We bought a copy of Peter S. Beagle’s The Last Unicorn recently. The Rankin / Bass cartoon is one of the first movies I remember watching. Our five-year-old daughter was fascinated by the notion her parents were reading a book about unicorns. We have the cartoon, but I’m afraid it might be a little intense for her yet. Still, she has wanted me to read her excerpts and tell her about the story.

The following contains spoilers.

Daughter: Why is she the last unicorn?

Father: The others were kidnapped by a man named King Haggard.

Daughter: Why did he kidnap them?

Father: Well, he thought they would make him happy.

Daughter: Did they make him happy?

Father: For a while they did.

Daughter: But then they didn’t?

Father: Not really, no.

Daughter: Why?

Father: Well, he tried a lot of things to make him happy.

Daughter: And they didn’t?

Father: No.

▶ Dataset content
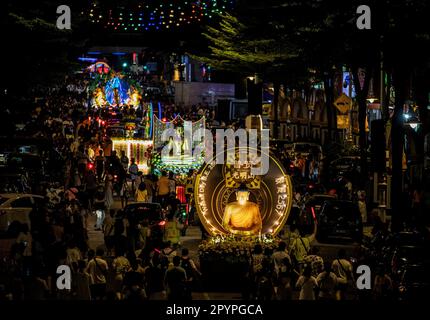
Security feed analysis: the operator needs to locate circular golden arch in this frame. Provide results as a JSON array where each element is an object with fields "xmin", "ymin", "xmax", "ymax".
[{"xmin": 194, "ymin": 148, "xmax": 293, "ymax": 236}]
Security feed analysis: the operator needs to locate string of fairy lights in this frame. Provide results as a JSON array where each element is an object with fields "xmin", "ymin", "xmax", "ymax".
[{"xmin": 88, "ymin": 0, "xmax": 235, "ymax": 32}]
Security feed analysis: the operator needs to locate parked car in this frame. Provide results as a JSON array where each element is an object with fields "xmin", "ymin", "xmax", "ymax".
[
  {"xmin": 391, "ymin": 245, "xmax": 430, "ymax": 276},
  {"xmin": 0, "ymin": 193, "xmax": 44, "ymax": 232},
  {"xmin": 316, "ymin": 200, "xmax": 363, "ymax": 243},
  {"xmin": 0, "ymin": 171, "xmax": 31, "ymax": 193},
  {"xmin": 330, "ymin": 156, "xmax": 360, "ymax": 174},
  {"xmin": 289, "ymin": 142, "xmax": 323, "ymax": 161},
  {"xmin": 397, "ymin": 264, "xmax": 430, "ymax": 301},
  {"xmin": 106, "ymin": 125, "xmax": 125, "ymax": 138}
]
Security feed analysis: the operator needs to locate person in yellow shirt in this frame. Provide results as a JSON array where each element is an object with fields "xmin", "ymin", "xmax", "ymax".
[{"xmin": 157, "ymin": 171, "xmax": 170, "ymax": 203}]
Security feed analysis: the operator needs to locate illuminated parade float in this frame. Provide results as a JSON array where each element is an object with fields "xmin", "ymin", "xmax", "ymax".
[
  {"xmin": 194, "ymin": 148, "xmax": 293, "ymax": 288},
  {"xmin": 151, "ymin": 115, "xmax": 205, "ymax": 175},
  {"xmin": 87, "ymin": 62, "xmax": 155, "ymax": 174}
]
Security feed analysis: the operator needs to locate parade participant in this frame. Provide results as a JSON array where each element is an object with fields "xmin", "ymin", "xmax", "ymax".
[
  {"xmin": 164, "ymin": 256, "xmax": 188, "ymax": 301},
  {"xmin": 331, "ymin": 249, "xmax": 354, "ymax": 300},
  {"xmin": 128, "ymin": 158, "xmax": 139, "ymax": 193},
  {"xmin": 296, "ymin": 266, "xmax": 318, "ymax": 300},
  {"xmin": 120, "ymin": 150, "xmax": 129, "ymax": 172},
  {"xmin": 135, "ymin": 182, "xmax": 148, "ymax": 202},
  {"xmin": 317, "ymin": 262, "xmax": 338, "ymax": 300},
  {"xmin": 157, "ymin": 171, "xmax": 170, "ymax": 203},
  {"xmin": 95, "ymin": 150, "xmax": 106, "ymax": 183},
  {"xmin": 143, "ymin": 174, "xmax": 155, "ymax": 202},
  {"xmin": 87, "ymin": 249, "xmax": 109, "ymax": 300}
]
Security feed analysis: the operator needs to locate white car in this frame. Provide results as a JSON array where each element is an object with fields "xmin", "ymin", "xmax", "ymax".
[{"xmin": 0, "ymin": 193, "xmax": 44, "ymax": 232}]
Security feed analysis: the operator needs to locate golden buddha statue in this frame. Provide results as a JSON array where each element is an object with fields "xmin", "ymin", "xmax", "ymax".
[{"xmin": 223, "ymin": 187, "xmax": 262, "ymax": 236}]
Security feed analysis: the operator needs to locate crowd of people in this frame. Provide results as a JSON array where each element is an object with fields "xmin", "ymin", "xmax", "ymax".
[{"xmin": 0, "ymin": 78, "xmax": 207, "ymax": 300}]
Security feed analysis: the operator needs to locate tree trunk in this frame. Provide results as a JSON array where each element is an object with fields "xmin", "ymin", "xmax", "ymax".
[
  {"xmin": 272, "ymin": 80, "xmax": 280, "ymax": 139},
  {"xmin": 391, "ymin": 67, "xmax": 409, "ymax": 231},
  {"xmin": 324, "ymin": 72, "xmax": 334, "ymax": 144},
  {"xmin": 353, "ymin": 67, "xmax": 371, "ymax": 187},
  {"xmin": 247, "ymin": 79, "xmax": 263, "ymax": 115}
]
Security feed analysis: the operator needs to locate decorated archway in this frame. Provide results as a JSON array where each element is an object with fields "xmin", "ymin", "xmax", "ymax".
[{"xmin": 194, "ymin": 148, "xmax": 293, "ymax": 236}]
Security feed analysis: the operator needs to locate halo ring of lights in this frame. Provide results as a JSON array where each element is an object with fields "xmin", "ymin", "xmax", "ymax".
[{"xmin": 194, "ymin": 148, "xmax": 293, "ymax": 236}]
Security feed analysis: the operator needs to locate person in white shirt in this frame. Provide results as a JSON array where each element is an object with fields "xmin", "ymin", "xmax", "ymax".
[
  {"xmin": 317, "ymin": 262, "xmax": 337, "ymax": 300},
  {"xmin": 272, "ymin": 241, "xmax": 291, "ymax": 278},
  {"xmin": 296, "ymin": 266, "xmax": 318, "ymax": 300},
  {"xmin": 87, "ymin": 249, "xmax": 109, "ymax": 300},
  {"xmin": 331, "ymin": 249, "xmax": 354, "ymax": 300}
]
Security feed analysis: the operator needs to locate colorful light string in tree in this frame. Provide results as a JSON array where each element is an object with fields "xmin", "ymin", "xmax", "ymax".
[{"xmin": 88, "ymin": 0, "xmax": 234, "ymax": 32}]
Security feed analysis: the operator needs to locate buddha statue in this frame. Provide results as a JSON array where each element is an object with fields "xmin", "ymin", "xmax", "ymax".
[{"xmin": 223, "ymin": 186, "xmax": 262, "ymax": 236}]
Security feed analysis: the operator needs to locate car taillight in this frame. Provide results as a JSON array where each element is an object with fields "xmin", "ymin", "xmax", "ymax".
[{"xmin": 311, "ymin": 207, "xmax": 317, "ymax": 220}]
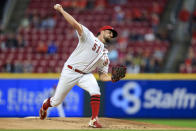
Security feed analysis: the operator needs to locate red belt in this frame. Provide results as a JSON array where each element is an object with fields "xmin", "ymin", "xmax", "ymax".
[{"xmin": 67, "ymin": 65, "xmax": 86, "ymax": 74}]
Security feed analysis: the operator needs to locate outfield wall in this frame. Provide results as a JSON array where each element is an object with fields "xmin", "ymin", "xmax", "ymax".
[{"xmin": 0, "ymin": 74, "xmax": 196, "ymax": 118}]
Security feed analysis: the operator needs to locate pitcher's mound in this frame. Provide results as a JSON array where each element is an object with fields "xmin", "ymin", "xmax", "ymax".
[{"xmin": 0, "ymin": 117, "xmax": 196, "ymax": 130}]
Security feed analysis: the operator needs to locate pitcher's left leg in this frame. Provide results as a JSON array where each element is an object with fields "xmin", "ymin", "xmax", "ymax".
[{"xmin": 78, "ymin": 74, "xmax": 102, "ymax": 128}]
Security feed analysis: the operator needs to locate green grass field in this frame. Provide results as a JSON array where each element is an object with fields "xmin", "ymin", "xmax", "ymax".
[
  {"xmin": 0, "ymin": 119, "xmax": 196, "ymax": 131},
  {"xmin": 131, "ymin": 119, "xmax": 196, "ymax": 128}
]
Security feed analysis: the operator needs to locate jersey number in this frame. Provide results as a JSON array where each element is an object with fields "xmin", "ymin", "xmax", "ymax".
[{"xmin": 92, "ymin": 43, "xmax": 101, "ymax": 53}]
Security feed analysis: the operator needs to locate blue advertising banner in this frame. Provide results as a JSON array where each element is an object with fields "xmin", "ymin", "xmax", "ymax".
[
  {"xmin": 0, "ymin": 79, "xmax": 84, "ymax": 117},
  {"xmin": 105, "ymin": 80, "xmax": 196, "ymax": 118}
]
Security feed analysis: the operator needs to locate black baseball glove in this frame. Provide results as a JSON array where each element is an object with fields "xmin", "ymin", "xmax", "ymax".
[{"xmin": 112, "ymin": 65, "xmax": 127, "ymax": 82}]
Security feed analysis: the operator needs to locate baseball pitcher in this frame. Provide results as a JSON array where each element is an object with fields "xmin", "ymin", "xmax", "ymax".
[{"xmin": 40, "ymin": 4, "xmax": 126, "ymax": 128}]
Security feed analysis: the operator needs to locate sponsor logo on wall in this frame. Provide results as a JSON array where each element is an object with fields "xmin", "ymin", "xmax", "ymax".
[{"xmin": 110, "ymin": 82, "xmax": 196, "ymax": 115}]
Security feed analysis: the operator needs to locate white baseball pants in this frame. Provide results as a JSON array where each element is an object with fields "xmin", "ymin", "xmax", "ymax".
[{"xmin": 50, "ymin": 66, "xmax": 101, "ymax": 107}]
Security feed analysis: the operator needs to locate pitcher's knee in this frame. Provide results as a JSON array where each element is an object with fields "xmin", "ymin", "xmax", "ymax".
[{"xmin": 51, "ymin": 97, "xmax": 63, "ymax": 107}]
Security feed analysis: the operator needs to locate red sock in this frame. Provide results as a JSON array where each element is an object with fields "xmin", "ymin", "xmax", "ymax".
[
  {"xmin": 43, "ymin": 97, "xmax": 52, "ymax": 110},
  {"xmin": 90, "ymin": 95, "xmax": 100, "ymax": 119}
]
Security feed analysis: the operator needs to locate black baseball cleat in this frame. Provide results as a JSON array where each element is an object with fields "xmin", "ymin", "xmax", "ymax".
[{"xmin": 88, "ymin": 118, "xmax": 102, "ymax": 128}]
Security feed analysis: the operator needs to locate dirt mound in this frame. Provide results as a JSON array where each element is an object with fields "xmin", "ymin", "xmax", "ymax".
[{"xmin": 0, "ymin": 117, "xmax": 196, "ymax": 130}]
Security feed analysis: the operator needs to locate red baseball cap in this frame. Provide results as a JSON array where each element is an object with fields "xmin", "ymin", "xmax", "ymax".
[{"xmin": 98, "ymin": 25, "xmax": 118, "ymax": 38}]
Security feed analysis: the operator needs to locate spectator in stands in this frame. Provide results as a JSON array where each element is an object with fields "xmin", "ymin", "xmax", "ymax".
[
  {"xmin": 5, "ymin": 33, "xmax": 18, "ymax": 48},
  {"xmin": 148, "ymin": 1, "xmax": 163, "ymax": 15},
  {"xmin": 150, "ymin": 13, "xmax": 160, "ymax": 32},
  {"xmin": 20, "ymin": 13, "xmax": 30, "ymax": 28},
  {"xmin": 126, "ymin": 62, "xmax": 140, "ymax": 74},
  {"xmin": 179, "ymin": 9, "xmax": 190, "ymax": 22},
  {"xmin": 144, "ymin": 30, "xmax": 155, "ymax": 42},
  {"xmin": 86, "ymin": 0, "xmax": 96, "ymax": 9},
  {"xmin": 132, "ymin": 8, "xmax": 143, "ymax": 22},
  {"xmin": 153, "ymin": 47, "xmax": 164, "ymax": 62},
  {"xmin": 36, "ymin": 41, "xmax": 48, "ymax": 54},
  {"xmin": 114, "ymin": 6, "xmax": 125, "ymax": 24},
  {"xmin": 129, "ymin": 30, "xmax": 144, "ymax": 42},
  {"xmin": 31, "ymin": 14, "xmax": 41, "ymax": 28},
  {"xmin": 2, "ymin": 59, "xmax": 14, "ymax": 73},
  {"xmin": 16, "ymin": 34, "xmax": 27, "ymax": 48},
  {"xmin": 48, "ymin": 41, "xmax": 58, "ymax": 54},
  {"xmin": 23, "ymin": 60, "xmax": 33, "ymax": 73},
  {"xmin": 0, "ymin": 41, "xmax": 7, "ymax": 51},
  {"xmin": 118, "ymin": 29, "xmax": 129, "ymax": 49},
  {"xmin": 108, "ymin": 45, "xmax": 118, "ymax": 63},
  {"xmin": 108, "ymin": 0, "xmax": 127, "ymax": 5},
  {"xmin": 14, "ymin": 60, "xmax": 23, "ymax": 73}
]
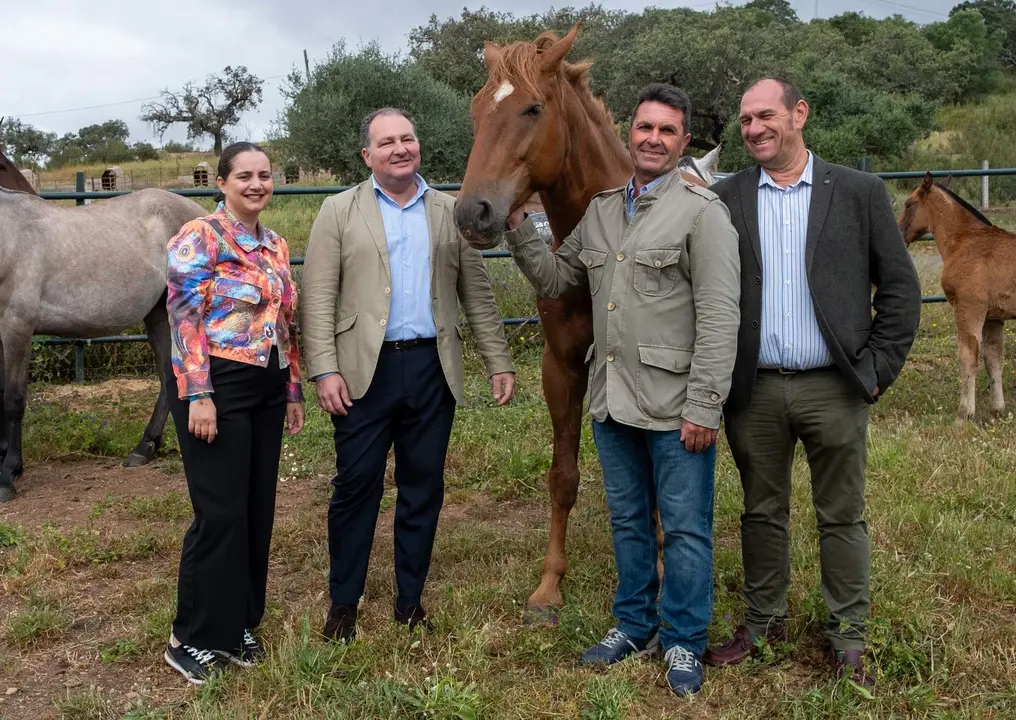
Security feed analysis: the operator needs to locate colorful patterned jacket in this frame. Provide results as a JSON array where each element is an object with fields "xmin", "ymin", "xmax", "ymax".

▶ Requirement A
According to the text about reading The Last Unicorn, who kidnapped the other unicorns?
▶ Requirement B
Resume the dialogue about The Last Unicorn after its final line, keeping the same speakers and format.
The entries aren't needed for what comes next.

▶ Expected answer A
A man named King Haggard.

▶ Expected answer B
Daughter: Why?

Father: Well… Some people have something called clinical depression.

Daughter: What’s that?

Father: That’s when, for some people, no matter what they do, they’re always going to be depressed. Sometimes, only medication can help. But a long time ago, they didn’t have medication. So people just stayed depressed.

Daughter: … Until someone invented medication?

Father: Yes.

Daughter: Did King Haggard get medication?

Father: No. He fell out of a tower.

Daughter: Why?

Father: Because sometimes, people with clinical depression fall out of towers.